> _Set task_
Skip every line before the one containing "target | green grass", then copy that line and the rest of the entries below exactly, through the last line.

— start of The data —

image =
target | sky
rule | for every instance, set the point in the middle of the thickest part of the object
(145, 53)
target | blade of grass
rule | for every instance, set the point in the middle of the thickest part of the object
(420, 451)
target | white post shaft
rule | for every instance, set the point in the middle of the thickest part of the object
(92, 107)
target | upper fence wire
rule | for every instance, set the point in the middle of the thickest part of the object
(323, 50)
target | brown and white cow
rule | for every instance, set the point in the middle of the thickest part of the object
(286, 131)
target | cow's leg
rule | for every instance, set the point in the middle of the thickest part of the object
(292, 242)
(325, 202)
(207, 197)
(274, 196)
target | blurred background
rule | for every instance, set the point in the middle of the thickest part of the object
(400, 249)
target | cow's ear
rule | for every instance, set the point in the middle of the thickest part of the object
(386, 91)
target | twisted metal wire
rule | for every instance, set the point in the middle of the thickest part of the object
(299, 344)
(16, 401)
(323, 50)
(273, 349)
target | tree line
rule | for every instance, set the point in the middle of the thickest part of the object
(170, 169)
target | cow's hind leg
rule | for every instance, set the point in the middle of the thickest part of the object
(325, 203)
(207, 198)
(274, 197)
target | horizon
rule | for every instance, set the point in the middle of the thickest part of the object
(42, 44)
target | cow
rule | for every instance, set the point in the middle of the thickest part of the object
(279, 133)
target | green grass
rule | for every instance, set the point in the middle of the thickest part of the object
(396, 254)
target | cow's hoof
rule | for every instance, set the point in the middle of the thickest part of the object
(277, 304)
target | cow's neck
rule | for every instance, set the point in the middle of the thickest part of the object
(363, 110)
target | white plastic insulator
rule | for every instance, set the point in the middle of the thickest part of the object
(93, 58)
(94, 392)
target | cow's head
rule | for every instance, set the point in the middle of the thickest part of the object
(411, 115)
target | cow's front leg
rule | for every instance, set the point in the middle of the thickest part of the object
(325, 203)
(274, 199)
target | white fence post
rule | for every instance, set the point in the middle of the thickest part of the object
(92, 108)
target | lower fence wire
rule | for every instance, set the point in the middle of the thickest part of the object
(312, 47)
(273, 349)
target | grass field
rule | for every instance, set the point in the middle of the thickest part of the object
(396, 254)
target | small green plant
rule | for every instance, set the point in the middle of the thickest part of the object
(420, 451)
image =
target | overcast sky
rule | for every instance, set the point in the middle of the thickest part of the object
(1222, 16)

— end of The data —

> _Problem solution_
target | green grass
rule | for every instance, set the point in the middle of the thickest part of the object
(396, 254)
target | cow's hoof
rule | for every instance, set the point in the middle of the thickest part of the object
(277, 304)
target | cow's neck
rule | for every instance, set the point in the middle of the thickest part of the object
(363, 110)
target | white plastic insulator
rule | for every instance, set the point in the middle of the thickest part of the object
(93, 58)
(94, 392)
target | cow's head
rule | for every instance, set the point in the middle of the thickest part of the object
(411, 115)
target | cow's front leg
rule | for every instance, set the point in the middle of the thickest part of the object
(325, 203)
(274, 199)
target | white fence post
rule | for every instance, set the point in the middle of the thickest part of the object
(92, 108)
target | lower fence wire
rule | for every instance, set the point in the middle of the thickest part of the object
(312, 47)
(273, 349)
target | grass field
rule | for every instance, set the point in the middle of the thickest part of the object
(396, 254)
target | small green plant
rule | for every instance, set the point in the middle of the thickest part of the object
(420, 451)
image =
target | overcast sky
rule | for every instance, set the point in the middle of the thickest part of the object
(1222, 16)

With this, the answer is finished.